If your ideal date night involves Netflix and chilling—in the completely literal, fully clothed sense—it can sometimes feel like you’re the only one who could care less about getting laid.
But that’s most definitely not the case. According to Prudence Hall, MD, low libidos are rampant today among women in their 20s, 30s, and 40s. “As a gynecologist, I speak about this all day long with women,” says Dr. Hall, who practices in Santa Monica, CA. “It can be a source of very great suffering. Women feel like they’re disappointing their partners and that they’ve lost their feminine radiance.”
Of course, not all sex drives are created equal—Dr. Hall says that everyone naturally craves different amounts of time between the sheets, and if you’re totally cool with having sex on an infrequent basis, there’s no cause for concern.
The problem, she says, comes when your libido tanks suddenly, or when your lack of desire is causing you anxiety or unhappiness. In those cases, there’s probably a reason why you dread the idea of knocking boots—and there are also some steps you can take to get your sexy back for good.
1. You’re on the birth control pill
Ironically, the drug that allows us to have sex with abandon can actually keep us from wanting to have sex at all. “The birth control pill can absolutely nuke women’s libidos,” says Dr. Hall. “When young women are on the pill, [many times] their estrogen and testosterone levels fall…and these hormones are very potent stimulators of libido.” She explains that when hormone levels are low the brain usually signals the body to ramp up production, but the pill interrupts this communication. “Some women even come to my office questioning their sexuality, but as soon as they come off the pill, they become interested in making love again,” she says.
The fix: Find another form of (non-hormonal) birth control—like the medical community’s favorite option, the IUD.
2. You’re stressed out
“When we’re under unrelenting or extreme stress, adrenal hormones like cortisol, DHEA, testosterone, and pregnenolone drop—and that hurts the libido,” Dr. Hall says. She’s talking about adrenal fatigue, a phenomenon that occurs after the endocrine system has been over-producing stress hormones for a long period of time. After a while, the adrenals become taxed and their output tanks.

Dataset excerpts

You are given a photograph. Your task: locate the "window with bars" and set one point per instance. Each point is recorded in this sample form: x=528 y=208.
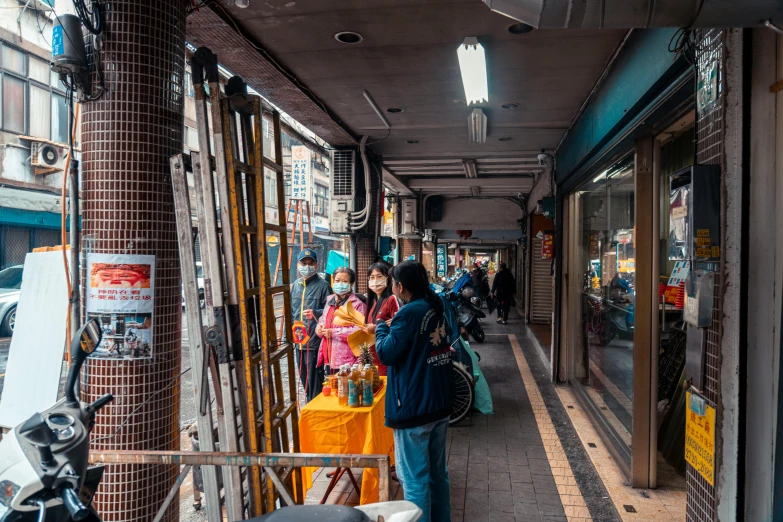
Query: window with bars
x=32 y=97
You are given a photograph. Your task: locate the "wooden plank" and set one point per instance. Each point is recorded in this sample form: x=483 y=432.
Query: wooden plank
x=215 y=317
x=193 y=311
x=249 y=390
x=646 y=282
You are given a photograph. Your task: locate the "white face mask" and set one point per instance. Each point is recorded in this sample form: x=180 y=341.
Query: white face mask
x=378 y=284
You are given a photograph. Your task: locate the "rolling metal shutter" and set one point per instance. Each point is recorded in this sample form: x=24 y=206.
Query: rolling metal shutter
x=541 y=287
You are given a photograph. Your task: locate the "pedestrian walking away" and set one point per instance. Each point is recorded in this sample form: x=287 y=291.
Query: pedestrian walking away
x=504 y=287
x=308 y=298
x=420 y=395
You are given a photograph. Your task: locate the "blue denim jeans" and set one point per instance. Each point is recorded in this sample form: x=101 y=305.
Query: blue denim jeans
x=420 y=457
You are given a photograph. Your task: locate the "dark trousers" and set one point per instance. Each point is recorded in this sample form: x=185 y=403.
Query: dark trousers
x=504 y=305
x=312 y=378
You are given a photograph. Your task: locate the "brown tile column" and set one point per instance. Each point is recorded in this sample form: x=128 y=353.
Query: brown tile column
x=128 y=136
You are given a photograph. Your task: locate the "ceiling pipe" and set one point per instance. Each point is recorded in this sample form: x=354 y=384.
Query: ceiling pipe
x=639 y=14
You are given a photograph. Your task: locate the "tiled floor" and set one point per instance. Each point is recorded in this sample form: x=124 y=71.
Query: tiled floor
x=498 y=463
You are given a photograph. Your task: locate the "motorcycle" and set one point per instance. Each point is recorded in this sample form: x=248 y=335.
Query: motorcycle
x=468 y=314
x=612 y=317
x=45 y=476
x=44 y=472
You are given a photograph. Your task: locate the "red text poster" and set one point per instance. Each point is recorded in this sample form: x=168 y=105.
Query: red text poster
x=547 y=246
x=120 y=293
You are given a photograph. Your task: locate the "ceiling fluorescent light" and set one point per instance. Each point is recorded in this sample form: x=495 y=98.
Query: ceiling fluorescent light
x=473 y=66
x=470 y=168
x=477 y=126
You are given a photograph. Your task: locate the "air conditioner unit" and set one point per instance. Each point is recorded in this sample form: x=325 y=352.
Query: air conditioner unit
x=47 y=158
x=342 y=190
x=409 y=218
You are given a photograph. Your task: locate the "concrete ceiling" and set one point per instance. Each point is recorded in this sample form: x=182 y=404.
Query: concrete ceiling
x=408 y=59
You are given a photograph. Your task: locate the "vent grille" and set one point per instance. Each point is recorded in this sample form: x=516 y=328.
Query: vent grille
x=343 y=165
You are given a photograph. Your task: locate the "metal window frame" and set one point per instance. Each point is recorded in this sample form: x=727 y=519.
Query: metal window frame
x=28 y=81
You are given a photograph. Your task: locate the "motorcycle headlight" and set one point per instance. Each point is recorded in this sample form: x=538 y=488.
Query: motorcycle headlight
x=8 y=491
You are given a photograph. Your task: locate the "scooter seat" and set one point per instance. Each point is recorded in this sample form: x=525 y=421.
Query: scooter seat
x=331 y=513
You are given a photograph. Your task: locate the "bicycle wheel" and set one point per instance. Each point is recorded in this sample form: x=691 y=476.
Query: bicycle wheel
x=463 y=394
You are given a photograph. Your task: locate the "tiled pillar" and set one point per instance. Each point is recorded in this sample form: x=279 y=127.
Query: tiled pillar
x=128 y=136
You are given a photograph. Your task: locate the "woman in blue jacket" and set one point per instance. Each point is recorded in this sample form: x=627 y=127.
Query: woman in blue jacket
x=420 y=390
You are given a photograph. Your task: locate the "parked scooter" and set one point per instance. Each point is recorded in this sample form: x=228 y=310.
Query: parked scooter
x=44 y=472
x=397 y=511
x=45 y=476
x=469 y=314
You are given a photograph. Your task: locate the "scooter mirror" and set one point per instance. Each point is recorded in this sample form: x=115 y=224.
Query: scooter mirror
x=86 y=339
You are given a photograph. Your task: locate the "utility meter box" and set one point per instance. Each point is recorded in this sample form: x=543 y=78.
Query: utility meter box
x=409 y=215
x=342 y=189
x=694 y=214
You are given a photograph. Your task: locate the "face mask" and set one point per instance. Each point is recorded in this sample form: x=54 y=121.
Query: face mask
x=378 y=285
x=341 y=288
x=306 y=270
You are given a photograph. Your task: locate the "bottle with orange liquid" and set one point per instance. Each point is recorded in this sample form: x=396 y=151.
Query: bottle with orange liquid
x=354 y=388
x=342 y=387
x=367 y=379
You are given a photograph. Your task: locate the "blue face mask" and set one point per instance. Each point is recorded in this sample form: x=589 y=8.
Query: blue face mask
x=306 y=270
x=341 y=288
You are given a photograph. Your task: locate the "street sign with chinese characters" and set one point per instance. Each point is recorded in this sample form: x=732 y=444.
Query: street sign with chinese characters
x=547 y=246
x=300 y=173
x=442 y=260
x=700 y=436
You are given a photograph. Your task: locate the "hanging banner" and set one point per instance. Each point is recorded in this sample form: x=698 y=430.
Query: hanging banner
x=442 y=260
x=120 y=293
x=547 y=246
x=700 y=436
x=300 y=173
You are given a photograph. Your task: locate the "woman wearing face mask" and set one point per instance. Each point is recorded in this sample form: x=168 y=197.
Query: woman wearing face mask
x=420 y=390
x=335 y=350
x=382 y=305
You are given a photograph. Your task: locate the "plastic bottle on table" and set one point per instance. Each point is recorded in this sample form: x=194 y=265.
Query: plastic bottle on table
x=354 y=388
x=342 y=387
x=367 y=379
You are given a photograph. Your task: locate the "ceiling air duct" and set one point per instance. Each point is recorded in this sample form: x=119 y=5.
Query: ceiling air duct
x=638 y=14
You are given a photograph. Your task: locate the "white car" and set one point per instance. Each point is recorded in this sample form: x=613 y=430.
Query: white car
x=200 y=282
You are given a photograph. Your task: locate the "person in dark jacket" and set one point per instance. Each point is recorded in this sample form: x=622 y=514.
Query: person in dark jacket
x=308 y=298
x=420 y=395
x=503 y=288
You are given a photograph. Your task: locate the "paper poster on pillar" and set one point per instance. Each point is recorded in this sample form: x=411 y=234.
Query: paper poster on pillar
x=120 y=293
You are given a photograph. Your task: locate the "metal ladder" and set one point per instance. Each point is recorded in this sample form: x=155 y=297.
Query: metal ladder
x=263 y=351
x=254 y=412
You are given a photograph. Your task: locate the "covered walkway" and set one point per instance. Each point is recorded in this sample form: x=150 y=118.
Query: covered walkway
x=513 y=465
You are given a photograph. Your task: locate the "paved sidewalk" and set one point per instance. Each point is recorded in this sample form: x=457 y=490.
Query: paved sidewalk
x=497 y=463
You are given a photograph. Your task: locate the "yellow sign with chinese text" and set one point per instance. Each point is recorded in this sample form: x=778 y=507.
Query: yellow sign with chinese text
x=700 y=439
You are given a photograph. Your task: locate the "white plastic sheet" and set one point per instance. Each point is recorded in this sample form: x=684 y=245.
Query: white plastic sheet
x=35 y=359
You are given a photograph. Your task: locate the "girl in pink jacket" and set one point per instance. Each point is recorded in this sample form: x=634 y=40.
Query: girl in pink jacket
x=334 y=349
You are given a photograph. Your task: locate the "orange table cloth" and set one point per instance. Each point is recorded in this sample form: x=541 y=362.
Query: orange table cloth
x=327 y=427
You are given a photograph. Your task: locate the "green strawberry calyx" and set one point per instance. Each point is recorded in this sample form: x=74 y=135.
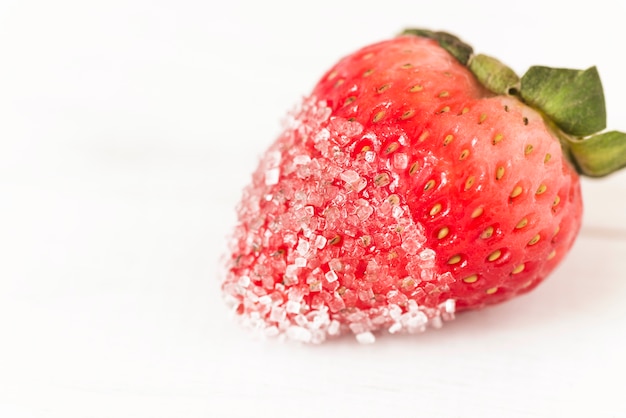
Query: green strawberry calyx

Work instructions
Decide whether each statement below agrees with the article on low libido, answering yes or no and quoting the words of the article that settle it. (a) Dr. Hall practices in Santa Monica, CA. (b) The article advises switching to a different hormonal form of birth control. (c) Under extreme stress, adrenal hormones rise.

Reply
(a) Yes: "who practices in Santa Monica, CA"
(b) No: "Find another form of (non-hormonal) birth control"
(c) No: "adrenal hormones like cortisol, DHEA, testosterone, and pregnenolone drop"